# [Page text]

________________

In contrast, an emerging line of direct observations from the analysis of subglacial materials recovered via ice-core and sub-ice drilling has revolutionized the study of past ice-sheet stability. In Antarctica, studies have focused on the reconstruction of ice-sheet thickness from interior sites using a so-called “dipstick” approach (Halberstadt et al., 2023; Jones et al., 2015), by determining the surface exposure history of nunataks that stick out of the ice-sheet today or at some time in the past. In Greenland, long-archived basal rock and sediment from GISP2, at the centre of the ice sheet, and Camp Century, closer to the margins, are yielding new insight into ice-sheet stability through the Pleistocene. Cosmogenic-nuclide dating (Schaefer et al., 2016), multi-proxy analysis (Christ et al., 2021), and optically stimulated luminescence dating (Christ et al., 2023) in these archives provide in situ evidence that the ice sheet was absent from the site within a particular window of time; although these methods can still be ambiguous about the exact timing of past ice-free conditions, as these methods continue to develop and more samples become available, these windows are narrowing. Balter-Kennedy et al. (2021) added yet another dimension to the possibilities afforded by subglacial bedrock samples, showing that down-core cosmogenic nuclide measurements (e.g. into the bedrock) can yield insights to the total amount of erosion at a particular location, and thus a time-integrated history of ice dynamics (e.g. basal thermal state and basal velocity). Such breakthroughs, combined with a range of other data sources including bedrock elevation, ice dynamics, ice-surface conditions, subglacial lithology, and subglacial thermal state, are currently being used to plan the acquisition of subglacial samples that promise new insights into the ice-sheet history (Briner et al., 2022). But what does this knowledge of a particular location being ice-free tell us about the larger GrIS vulnerability, and in turn, global sea level?

________________

# [Dataset extract]
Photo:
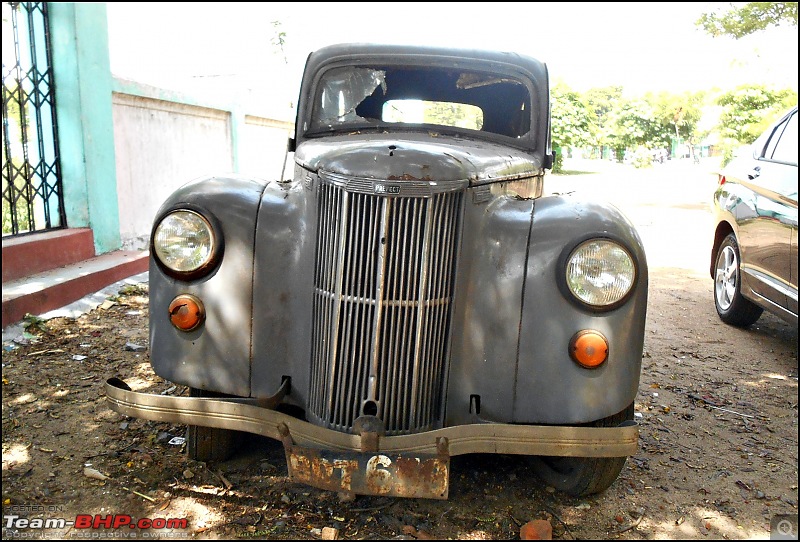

________________

In the passage on subglacial samples, which two Greenland sites supplied the long-archived basal rock and sediment?

# [Answer to the exercise]
GISP2, at the center of the ice sheet, and Camp Century, closer to the margins.